▸ **Task prompt**
Rewrite the Peace Corps excerpt, starting with "Turkel, a volunteer" and going on through "the right opportunities.", with "youth clinic" updated to "community health center".

▸ **Excerpt provided**
Turkel, a volunteer who served at a youth clinic in Albania, says that much of the job of a recruiter is dispelling myths and matching prospective Peace Corp Volunteers with the right opportunities.
“I often tell people the bottom line is we are looking for individuals with skillsets that are in line with people overseas. Those skillsets are clearly outlined for every single volunteer program we have on our website so I encourage people to give that a good look,” he said.
As for volunteers looking for programs just because of the location? Turkel says he doesn’t discourage applicants from going to places like Fiji “just because they’re beautiful.”
“I would say look at the programs that are open in Fiji and really do research into whether or not your skill set and aspirations are in line with what we have open in Fiji.”
People should expect that it’s not just the satisfaction of helping others—there are times, Pernice admitted, when volunteers should be prepared to experience loneliness.
“At times, I missed having people of my own culture around me. During more difficult times, I would remind myself I was only there for a finite period of time and at some point, I would return to my family and friends,” she advised. “I did expect that I would be challenged…and prospective volunteers should know that life in the Peace Corps is full of many more highs than lows.”
Those “highs and lows” have afforded her fine-tuned “crosscultural communications skills,” but perhaps the most important skill, according to Pernice, was her approach to her work.
“Most Peace Corps Volunteers learn to be more flexible and patient, and these qualities have proven to be useful in every single position I’ve held since that time,” Pernice said.
Recent graduates like Allan Chung (SAS’16), who took home Chancellor Richard Edwards’ Student Leadership Award in April 2016, understand the value of a global experience in work and in life. Chung will pursue a Peace Corps opportunity to flex his experience.
“I believe there are a lot of benefits of joining the Peace Corps. On the personal side, I get to travel abroad be able to immerse in a different culture and interact with people that aren’t as privileged as we are, and give back to the global community,” Chung said. “On the professional side, being able to apply … the experience and skill set you learned from your experience to your professional work, whether it be working on Wall Street or non-profits.”
Unlike Pernice and Turkel, who learned about Peace Corps opportunities through relatives and friends, Chung learned about the Peace Corps through a direct interaction with a volunteer as a boy living in Cambodia.

▸ **Records supplied**
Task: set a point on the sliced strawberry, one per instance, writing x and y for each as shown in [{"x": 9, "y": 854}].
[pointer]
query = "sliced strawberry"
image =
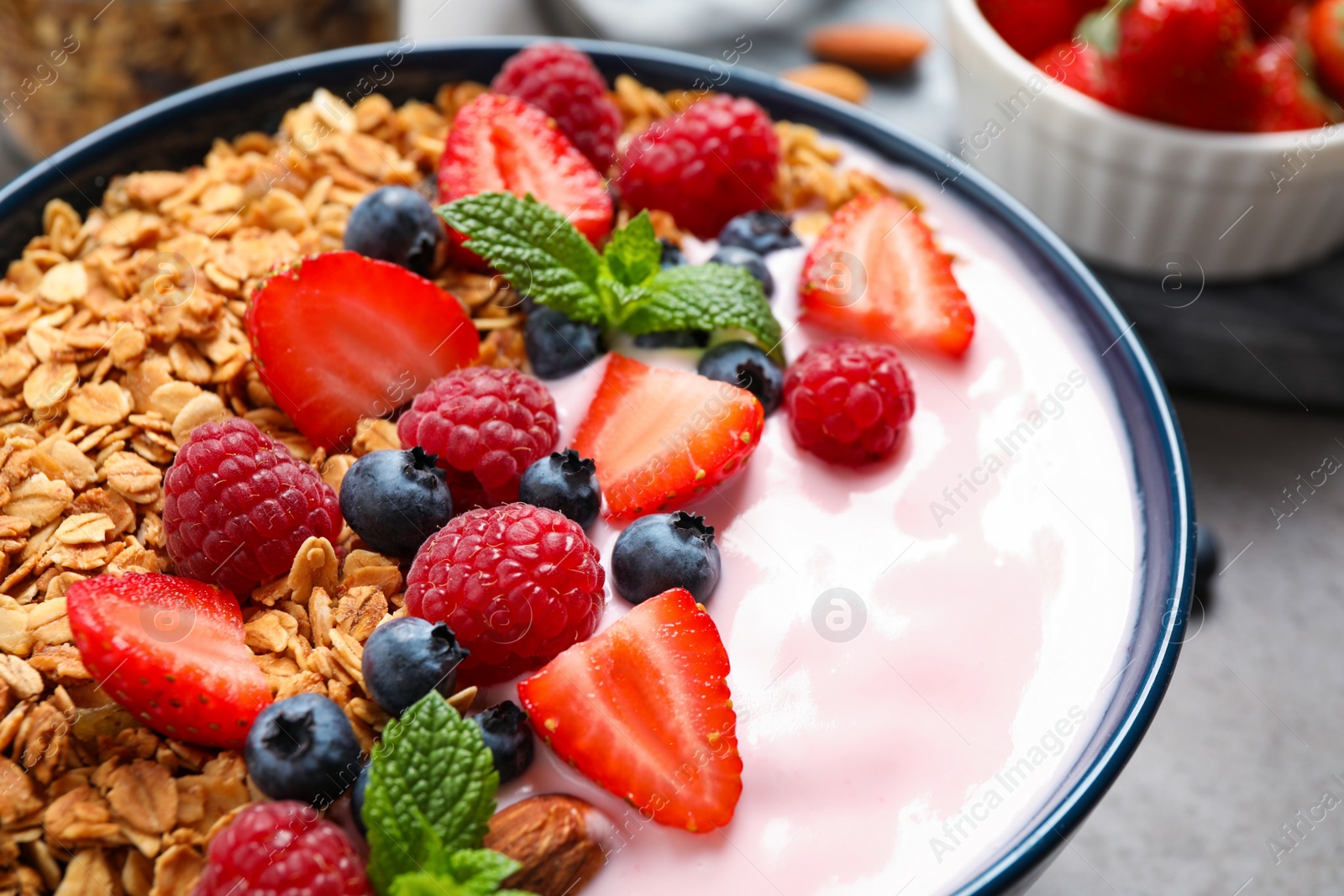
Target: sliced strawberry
[
  {"x": 877, "y": 273},
  {"x": 660, "y": 437},
  {"x": 644, "y": 711},
  {"x": 340, "y": 336},
  {"x": 171, "y": 652},
  {"x": 501, "y": 144}
]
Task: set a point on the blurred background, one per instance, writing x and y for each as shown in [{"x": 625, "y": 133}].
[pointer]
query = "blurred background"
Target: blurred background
[{"x": 1249, "y": 736}]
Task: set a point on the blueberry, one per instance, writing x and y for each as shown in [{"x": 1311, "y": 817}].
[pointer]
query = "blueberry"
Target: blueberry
[
  {"x": 672, "y": 255},
  {"x": 558, "y": 345},
  {"x": 746, "y": 365},
  {"x": 739, "y": 257},
  {"x": 396, "y": 224},
  {"x": 665, "y": 551},
  {"x": 761, "y": 231},
  {"x": 674, "y": 338},
  {"x": 356, "y": 799},
  {"x": 564, "y": 483},
  {"x": 302, "y": 748},
  {"x": 510, "y": 738},
  {"x": 394, "y": 500},
  {"x": 409, "y": 658}
]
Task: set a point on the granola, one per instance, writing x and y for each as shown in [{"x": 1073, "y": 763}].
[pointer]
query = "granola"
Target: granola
[{"x": 123, "y": 332}]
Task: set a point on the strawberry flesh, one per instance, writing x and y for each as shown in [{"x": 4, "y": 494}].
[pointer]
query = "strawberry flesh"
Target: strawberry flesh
[
  {"x": 1326, "y": 36},
  {"x": 340, "y": 336},
  {"x": 660, "y": 437},
  {"x": 171, "y": 652},
  {"x": 877, "y": 273},
  {"x": 644, "y": 711},
  {"x": 501, "y": 144}
]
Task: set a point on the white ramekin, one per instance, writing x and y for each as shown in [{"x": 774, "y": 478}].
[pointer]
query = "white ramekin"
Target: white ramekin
[{"x": 1139, "y": 195}]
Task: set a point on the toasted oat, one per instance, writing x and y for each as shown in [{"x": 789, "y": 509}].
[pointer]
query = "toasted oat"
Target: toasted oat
[{"x": 123, "y": 332}]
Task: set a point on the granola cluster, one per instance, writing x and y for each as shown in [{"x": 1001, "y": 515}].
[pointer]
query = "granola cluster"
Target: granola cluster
[
  {"x": 123, "y": 332},
  {"x": 76, "y": 65}
]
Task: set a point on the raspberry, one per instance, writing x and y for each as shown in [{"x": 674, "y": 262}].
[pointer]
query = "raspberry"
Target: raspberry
[
  {"x": 239, "y": 506},
  {"x": 848, "y": 401},
  {"x": 487, "y": 426},
  {"x": 281, "y": 849},
  {"x": 714, "y": 161},
  {"x": 564, "y": 82},
  {"x": 517, "y": 584}
]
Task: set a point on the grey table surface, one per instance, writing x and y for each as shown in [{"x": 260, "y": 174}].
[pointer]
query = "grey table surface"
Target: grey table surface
[{"x": 1247, "y": 745}]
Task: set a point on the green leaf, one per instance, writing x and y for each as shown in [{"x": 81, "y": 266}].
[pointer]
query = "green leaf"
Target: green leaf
[
  {"x": 705, "y": 297},
  {"x": 544, "y": 257},
  {"x": 1101, "y": 29},
  {"x": 468, "y": 872},
  {"x": 430, "y": 790},
  {"x": 635, "y": 254},
  {"x": 535, "y": 248}
]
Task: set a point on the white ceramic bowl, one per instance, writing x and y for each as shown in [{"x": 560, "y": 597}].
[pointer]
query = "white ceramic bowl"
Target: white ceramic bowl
[{"x": 1135, "y": 194}]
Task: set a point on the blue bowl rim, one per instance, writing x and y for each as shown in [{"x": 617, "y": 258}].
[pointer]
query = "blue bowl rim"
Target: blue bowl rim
[{"x": 1052, "y": 832}]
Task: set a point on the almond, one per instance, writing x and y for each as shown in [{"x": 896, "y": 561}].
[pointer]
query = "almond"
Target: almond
[
  {"x": 869, "y": 46},
  {"x": 557, "y": 839},
  {"x": 839, "y": 81}
]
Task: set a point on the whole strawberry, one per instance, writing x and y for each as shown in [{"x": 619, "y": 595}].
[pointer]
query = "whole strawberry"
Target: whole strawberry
[
  {"x": 1032, "y": 26},
  {"x": 1187, "y": 62},
  {"x": 487, "y": 425},
  {"x": 1289, "y": 98},
  {"x": 1326, "y": 34},
  {"x": 1081, "y": 66},
  {"x": 564, "y": 82},
  {"x": 706, "y": 165},
  {"x": 239, "y": 506},
  {"x": 281, "y": 849},
  {"x": 517, "y": 584}
]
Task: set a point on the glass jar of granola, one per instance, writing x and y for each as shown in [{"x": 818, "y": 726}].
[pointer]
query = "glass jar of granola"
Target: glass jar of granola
[{"x": 69, "y": 66}]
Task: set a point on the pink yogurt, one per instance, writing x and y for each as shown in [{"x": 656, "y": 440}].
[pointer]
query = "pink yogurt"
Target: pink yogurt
[{"x": 995, "y": 559}]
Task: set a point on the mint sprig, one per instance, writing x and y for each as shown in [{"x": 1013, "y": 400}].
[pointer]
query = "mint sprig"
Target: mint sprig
[
  {"x": 624, "y": 288},
  {"x": 430, "y": 792},
  {"x": 468, "y": 872}
]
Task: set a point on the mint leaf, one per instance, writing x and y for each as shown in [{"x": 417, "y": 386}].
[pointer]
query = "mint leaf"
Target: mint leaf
[
  {"x": 468, "y": 872},
  {"x": 430, "y": 790},
  {"x": 703, "y": 297},
  {"x": 535, "y": 248},
  {"x": 544, "y": 257},
  {"x": 635, "y": 254}
]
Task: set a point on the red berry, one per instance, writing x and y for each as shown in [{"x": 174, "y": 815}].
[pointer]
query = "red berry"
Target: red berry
[
  {"x": 848, "y": 402},
  {"x": 660, "y": 437},
  {"x": 564, "y": 82},
  {"x": 1289, "y": 100},
  {"x": 644, "y": 710},
  {"x": 333, "y": 347},
  {"x": 714, "y": 161},
  {"x": 877, "y": 273},
  {"x": 487, "y": 425},
  {"x": 517, "y": 584},
  {"x": 281, "y": 849},
  {"x": 171, "y": 652},
  {"x": 1270, "y": 16},
  {"x": 1032, "y": 26},
  {"x": 239, "y": 506},
  {"x": 1081, "y": 66},
  {"x": 1189, "y": 62},
  {"x": 501, "y": 144},
  {"x": 1326, "y": 34}
]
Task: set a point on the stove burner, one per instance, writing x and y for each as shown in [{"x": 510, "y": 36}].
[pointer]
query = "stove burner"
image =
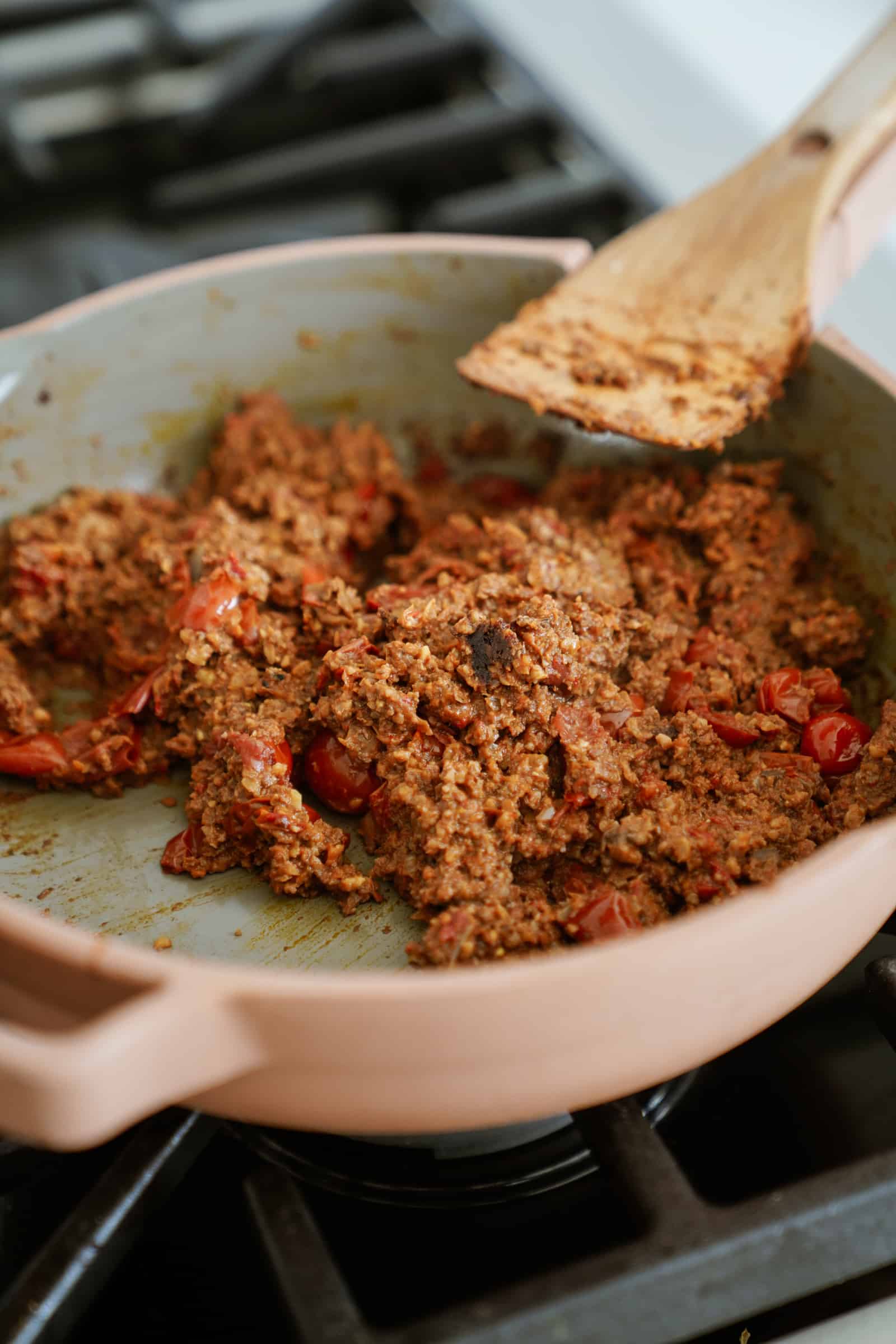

▸ **Answer to this exercise**
Turkel, a volunteer who served at a community health center in Albania, says that much of the job of a recruiter is dispelling myths and matching prospective Peace Corp Volunteers with the right opportunities.